§ What to produce: Put every line of the records below into a numbered list, skipping blank lines. Leave the pictures out.

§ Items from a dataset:
"""

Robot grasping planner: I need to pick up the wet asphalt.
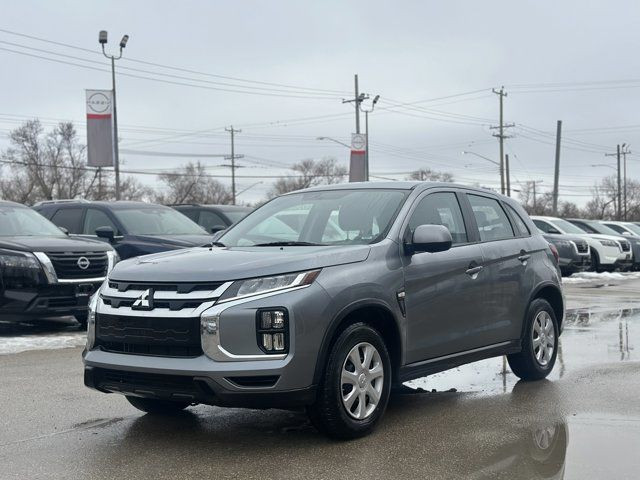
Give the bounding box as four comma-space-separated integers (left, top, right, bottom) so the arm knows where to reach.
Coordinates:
0, 280, 640, 479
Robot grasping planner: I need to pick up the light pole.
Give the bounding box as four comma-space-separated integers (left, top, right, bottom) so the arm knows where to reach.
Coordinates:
360, 95, 380, 182
316, 137, 351, 150
98, 30, 129, 200
462, 150, 509, 195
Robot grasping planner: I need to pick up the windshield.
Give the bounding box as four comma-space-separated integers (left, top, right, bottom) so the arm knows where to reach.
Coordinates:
219, 190, 406, 247
113, 207, 208, 235
549, 218, 587, 235
0, 207, 64, 237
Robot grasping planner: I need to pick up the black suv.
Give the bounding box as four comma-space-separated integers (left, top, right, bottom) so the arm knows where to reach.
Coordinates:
0, 201, 118, 325
169, 203, 253, 233
34, 200, 211, 259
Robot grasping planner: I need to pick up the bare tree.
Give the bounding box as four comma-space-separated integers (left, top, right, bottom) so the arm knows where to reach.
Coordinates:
407, 168, 453, 182
268, 157, 348, 197
156, 162, 232, 204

"""

§ Correct output:
1. Robot grasping planner: I need to pick up the wet asphalt.
2. Give the bounding box as four comma-space-separated integers (left, top, right, bottom) so the arm knows where to reach.
3. Coordinates:
4. 0, 280, 640, 479
5. Robot grasping planner: I need to pick up the light pole.
6. Give the bounding box as four comma-space-separated integers (left, top, right, bottom) so the arm knows where to reach.
7. Coordinates:
8. 360, 95, 380, 182
9. 316, 137, 351, 150
10. 98, 30, 129, 200
11. 462, 150, 509, 195
12. Robot grasping planner: I need to pick up the windshield.
13. Give the bounding box as four comma-space-separated integers (left, top, right, bottom) so the arm knows where to reach.
14. Coordinates:
15. 219, 190, 406, 247
16. 113, 207, 208, 235
17. 549, 218, 587, 235
18. 0, 207, 64, 237
19. Robot grasping planner: I need to pick up the black suv.
20. Give the bounding box as four comma-space-separated integers (left, top, right, bottom) so the arm knows where to reach.
21. Coordinates:
22. 0, 201, 118, 325
23. 169, 203, 253, 233
24. 34, 200, 211, 259
25. Robot grasping planner: I need to pick up the bare tree.
26. Give the bounding box as four comma-space-separated integers (left, top, right, bottom) so the arm knows where to reach.
27. Coordinates:
28. 407, 168, 453, 182
29. 268, 157, 348, 197
30. 156, 162, 232, 204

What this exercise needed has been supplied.